Each entry in the listing below should be restated word for word.

:: Extracted data

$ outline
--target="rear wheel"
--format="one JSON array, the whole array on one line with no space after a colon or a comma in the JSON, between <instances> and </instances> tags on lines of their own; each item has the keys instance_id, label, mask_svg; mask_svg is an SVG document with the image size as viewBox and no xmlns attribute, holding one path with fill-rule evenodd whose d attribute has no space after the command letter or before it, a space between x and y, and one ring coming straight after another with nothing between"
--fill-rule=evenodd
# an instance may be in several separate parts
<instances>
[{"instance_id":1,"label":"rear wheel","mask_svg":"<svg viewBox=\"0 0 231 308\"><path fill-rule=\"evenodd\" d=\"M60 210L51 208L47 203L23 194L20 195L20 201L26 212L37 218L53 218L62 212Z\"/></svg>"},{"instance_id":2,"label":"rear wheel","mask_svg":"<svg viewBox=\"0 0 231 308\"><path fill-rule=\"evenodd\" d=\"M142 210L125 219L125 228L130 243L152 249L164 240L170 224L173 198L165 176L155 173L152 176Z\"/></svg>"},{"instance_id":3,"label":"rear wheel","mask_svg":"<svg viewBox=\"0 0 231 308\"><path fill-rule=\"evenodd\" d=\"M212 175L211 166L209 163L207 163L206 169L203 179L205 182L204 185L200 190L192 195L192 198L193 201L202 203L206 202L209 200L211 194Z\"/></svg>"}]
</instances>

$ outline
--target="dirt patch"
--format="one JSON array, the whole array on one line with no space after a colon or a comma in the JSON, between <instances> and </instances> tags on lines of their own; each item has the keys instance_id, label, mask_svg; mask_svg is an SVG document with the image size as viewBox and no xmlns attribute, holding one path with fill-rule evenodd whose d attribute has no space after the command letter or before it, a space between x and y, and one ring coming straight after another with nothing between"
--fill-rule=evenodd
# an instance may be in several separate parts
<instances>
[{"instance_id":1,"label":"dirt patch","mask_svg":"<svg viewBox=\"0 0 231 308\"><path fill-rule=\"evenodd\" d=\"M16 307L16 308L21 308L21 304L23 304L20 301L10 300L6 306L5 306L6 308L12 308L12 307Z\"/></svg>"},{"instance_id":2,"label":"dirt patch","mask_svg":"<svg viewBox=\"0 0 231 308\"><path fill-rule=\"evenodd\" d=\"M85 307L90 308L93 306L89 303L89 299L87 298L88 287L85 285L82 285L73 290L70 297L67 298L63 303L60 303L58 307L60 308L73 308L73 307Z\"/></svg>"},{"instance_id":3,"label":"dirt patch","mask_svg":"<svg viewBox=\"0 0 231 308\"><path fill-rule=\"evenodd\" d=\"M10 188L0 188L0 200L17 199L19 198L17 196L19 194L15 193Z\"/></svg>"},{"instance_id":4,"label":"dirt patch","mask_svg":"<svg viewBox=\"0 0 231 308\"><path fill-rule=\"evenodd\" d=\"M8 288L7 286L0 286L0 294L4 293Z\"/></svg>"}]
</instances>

::::

Exercise answer:
$ outline
--target="rear wheel"
--format="one JSON array, the whole array on one line with no space after a colon or a comma in the JSON, between <instances> and </instances> tags on lines of their own; each item has the keys instance_id, label, mask_svg; mask_svg is an SVG document with the image size as viewBox and no xmlns attribute, holding one path with fill-rule evenodd whose d attribute has no space after the command letter or before it, a space between x and y, and one ring coming straight after another with nothing between"
--fill-rule=evenodd
# an instance may be in several separate parts
<instances>
[{"instance_id":1,"label":"rear wheel","mask_svg":"<svg viewBox=\"0 0 231 308\"><path fill-rule=\"evenodd\" d=\"M60 210L51 208L47 203L23 194L20 195L20 201L26 212L37 218L53 218L62 212Z\"/></svg>"},{"instance_id":2,"label":"rear wheel","mask_svg":"<svg viewBox=\"0 0 231 308\"><path fill-rule=\"evenodd\" d=\"M142 210L125 219L125 228L130 243L152 249L164 240L170 224L173 198L165 176L155 173L152 176Z\"/></svg>"},{"instance_id":3,"label":"rear wheel","mask_svg":"<svg viewBox=\"0 0 231 308\"><path fill-rule=\"evenodd\" d=\"M212 175L211 166L209 163L207 163L206 169L203 179L205 182L204 185L200 190L192 195L192 198L193 201L202 203L206 202L209 200L211 194Z\"/></svg>"}]
</instances>

$ outline
--target="dirt patch"
--format="one JSON array, the whole array on one line with no space after a colon or a comma in the JSON, between <instances> and </instances> tags on lines of their own; each item has the keys instance_id, label, mask_svg; mask_svg is an SVG document with the image size as viewBox and no xmlns attribute, holding one path with fill-rule evenodd whose d attribute has no space after the command letter or before it, a space between x and y, and one ring coming straight after another with nothing between"
--fill-rule=evenodd
# an instance may be in several separate parts
<instances>
[{"instance_id":1,"label":"dirt patch","mask_svg":"<svg viewBox=\"0 0 231 308\"><path fill-rule=\"evenodd\" d=\"M16 307L16 308L21 308L21 304L23 304L20 301L10 300L6 306L5 306L6 308L12 308L12 307Z\"/></svg>"},{"instance_id":2,"label":"dirt patch","mask_svg":"<svg viewBox=\"0 0 231 308\"><path fill-rule=\"evenodd\" d=\"M85 307L90 308L93 306L89 303L89 299L87 298L88 287L85 285L82 285L73 290L70 297L67 298L63 303L60 303L58 307L60 308L73 308L73 307Z\"/></svg>"},{"instance_id":3,"label":"dirt patch","mask_svg":"<svg viewBox=\"0 0 231 308\"><path fill-rule=\"evenodd\" d=\"M10 188L0 188L0 200L17 199L19 198L17 196L19 194L15 193Z\"/></svg>"},{"instance_id":4,"label":"dirt patch","mask_svg":"<svg viewBox=\"0 0 231 308\"><path fill-rule=\"evenodd\" d=\"M8 288L7 286L0 286L0 294L4 293Z\"/></svg>"}]
</instances>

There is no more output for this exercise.